───── Dataset records

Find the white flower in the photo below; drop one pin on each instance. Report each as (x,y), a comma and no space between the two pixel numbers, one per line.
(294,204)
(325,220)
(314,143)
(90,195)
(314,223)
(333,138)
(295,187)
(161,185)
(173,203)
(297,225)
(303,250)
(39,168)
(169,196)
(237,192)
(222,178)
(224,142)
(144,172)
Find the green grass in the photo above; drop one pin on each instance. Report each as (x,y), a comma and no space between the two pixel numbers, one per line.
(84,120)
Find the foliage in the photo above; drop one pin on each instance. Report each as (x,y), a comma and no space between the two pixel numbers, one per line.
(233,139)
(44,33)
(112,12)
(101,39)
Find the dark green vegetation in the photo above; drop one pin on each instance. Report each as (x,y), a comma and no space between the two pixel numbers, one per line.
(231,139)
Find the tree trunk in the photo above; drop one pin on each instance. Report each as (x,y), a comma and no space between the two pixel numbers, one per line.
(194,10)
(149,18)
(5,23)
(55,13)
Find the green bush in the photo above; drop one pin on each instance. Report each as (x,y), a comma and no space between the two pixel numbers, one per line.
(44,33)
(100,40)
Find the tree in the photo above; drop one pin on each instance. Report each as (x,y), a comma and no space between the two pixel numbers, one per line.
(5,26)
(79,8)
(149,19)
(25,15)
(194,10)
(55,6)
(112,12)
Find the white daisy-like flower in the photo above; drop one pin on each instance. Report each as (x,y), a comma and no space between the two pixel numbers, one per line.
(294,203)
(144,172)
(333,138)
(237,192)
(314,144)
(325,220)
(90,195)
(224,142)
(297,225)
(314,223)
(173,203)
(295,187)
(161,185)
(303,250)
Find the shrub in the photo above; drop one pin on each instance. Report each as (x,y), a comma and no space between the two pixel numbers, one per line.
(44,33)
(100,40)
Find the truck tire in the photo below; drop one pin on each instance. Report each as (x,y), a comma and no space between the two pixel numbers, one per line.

──────────

**What you are asked to do**
Can you repeat the items above, substituting "marker" for every "pin" and leaving everything else unchanged?

**Solution to the problem**
Find the white flower in the photo below; drop one marker on each instance. Report each as (x,y), a comma and no space between the two pixel numbers, one per line.
(294,204)
(325,220)
(314,143)
(90,195)
(314,223)
(333,138)
(295,187)
(161,185)
(173,203)
(297,225)
(303,250)
(39,168)
(169,196)
(237,192)
(222,178)
(224,142)
(144,172)
Find the green grass in the photo above; drop one marker on each instance. Report each as (x,y), a comma and no space between the two pixel numbers, one per line.
(84,120)
Find the foliage in the photo above; drop one marker on each instance. Report each as (x,y), a comma and no space between the two pixel numbers, one per line.
(233,139)
(44,33)
(112,12)
(101,39)
Find the dark green vegetation in the photo above; drop one marker on each instance. Report each as (x,y), a comma and no space between the two pixel numbers, one per line.
(231,139)
Find the tree trunk in the photo above; drop one marker on each instance. Report each as (x,y), a comma and no space between the two pixel numbers, one per line.
(194,10)
(149,18)
(5,23)
(55,13)
Find the green bush in the photo above; drop one marker on each instance. Report each as (x,y), a comma and no space between the two pixel numbers, one per line.
(44,33)
(100,40)
Find the tree in the photo above; drop one marker on each instance. Report each as (x,y), a comma and no space between the two pixel numbers, one per line.
(5,26)
(79,8)
(149,19)
(25,15)
(194,10)
(55,6)
(112,12)
Find the white daisy-like flower in the photo above; drop one marker on each instance. Report each as (x,y), a comma and no space between the two pixel numbers, one per line.
(294,203)
(144,172)
(333,138)
(237,192)
(314,144)
(325,220)
(90,195)
(224,142)
(297,225)
(314,223)
(173,203)
(295,187)
(161,185)
(303,250)
Find the shrub in the photo above; drop one marker on each instance. Report each as (x,y), a comma and no space between the two pixel numbers, one per line.
(44,33)
(100,40)
Find the truck tire in the photo below; drop one marker on each instance. Report each as (x,y), a comma and no space between the two pixel numbers, one per line.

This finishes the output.